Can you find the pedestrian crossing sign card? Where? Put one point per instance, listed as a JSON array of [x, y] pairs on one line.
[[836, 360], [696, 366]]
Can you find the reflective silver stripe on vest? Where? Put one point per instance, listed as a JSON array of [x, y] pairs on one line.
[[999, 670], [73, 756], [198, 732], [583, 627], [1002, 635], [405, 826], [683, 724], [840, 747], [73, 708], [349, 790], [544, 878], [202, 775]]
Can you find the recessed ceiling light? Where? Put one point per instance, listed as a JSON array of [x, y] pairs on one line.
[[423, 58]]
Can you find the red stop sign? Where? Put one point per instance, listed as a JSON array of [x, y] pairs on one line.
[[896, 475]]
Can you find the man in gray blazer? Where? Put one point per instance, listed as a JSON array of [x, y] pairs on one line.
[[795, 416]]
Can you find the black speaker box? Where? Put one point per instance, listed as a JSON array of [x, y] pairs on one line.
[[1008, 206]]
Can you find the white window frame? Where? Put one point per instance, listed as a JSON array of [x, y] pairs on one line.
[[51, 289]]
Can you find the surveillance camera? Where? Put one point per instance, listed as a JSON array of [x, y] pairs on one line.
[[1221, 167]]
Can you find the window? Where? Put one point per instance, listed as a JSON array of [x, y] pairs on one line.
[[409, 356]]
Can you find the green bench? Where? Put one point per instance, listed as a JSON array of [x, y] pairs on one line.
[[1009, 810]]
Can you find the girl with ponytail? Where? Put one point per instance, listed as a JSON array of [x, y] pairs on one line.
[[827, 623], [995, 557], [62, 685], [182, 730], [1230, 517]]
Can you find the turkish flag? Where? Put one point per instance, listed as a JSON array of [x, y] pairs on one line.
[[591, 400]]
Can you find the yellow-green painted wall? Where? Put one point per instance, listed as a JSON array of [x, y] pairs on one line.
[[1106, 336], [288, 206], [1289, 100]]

Exercise directions —
Copy all of the records above word for word.

Final answer —
Can you find the pedestrian crossing sign card? Where? Put one point per instance, listed as a JSON array of [x, y] pairs on one line.
[[836, 360], [696, 366]]
Can you find the reflective silver stripe on vest? Where? Put one point per instance, listed as a JSON array of [x, y] pairs on one line.
[[999, 670], [73, 756], [198, 732], [583, 627], [1002, 635], [405, 826], [683, 724], [840, 747], [73, 708], [349, 790], [544, 878], [202, 775]]
Can you find the recessed ceiling light? Where? Put one point per instance, listed as a JSON array of [x, y] pairs on one line.
[[423, 58]]
Can you find the red stop sign? Where? Put one point per instance, listed as a JSON array of [x, y] pairs on one line.
[[896, 475]]
Can you find the man in gray blazer? Where? Put one point per instance, listed as a JSON array of [x, y] pairs on one line.
[[795, 416]]
Can you find the black speaker box? Where? Put one point per instance, listed as a JSON array of [x, y] pairs on one line.
[[1008, 206]]
Can you find the white window frame? Where? Put one point per instance, listed as a JSON array of [x, y] pairs on one line.
[[51, 289]]
Can you find the surveillance camera? Where? Put one point per instance, listed as a JSON array of [x, y] pairs on one line.
[[1221, 167]]
Can you find the window? Where? Put one point per instance, listed as a JSON array of [x, y] pairs on one line.
[[409, 356]]
Can you find the green bench? Where? Put one point per instance, listed as a JSON array of [x, y] pairs on one line.
[[1009, 810]]
Can you find the girl with ponytail? Where? Put one point per instance, listed as a JSON array of [x, y] pairs on one line.
[[827, 623], [995, 557], [62, 685], [182, 730], [1230, 517]]
Can you find the turkish flag? Where? Put one point per instance, listed as a JSON array of [x, y] pairs on one line.
[[591, 400]]
Can you find the yellow-green painted wall? Where? Put one point per instance, listed as a JSON array of [x, y] pairs on one line.
[[1106, 336], [288, 206], [1289, 100]]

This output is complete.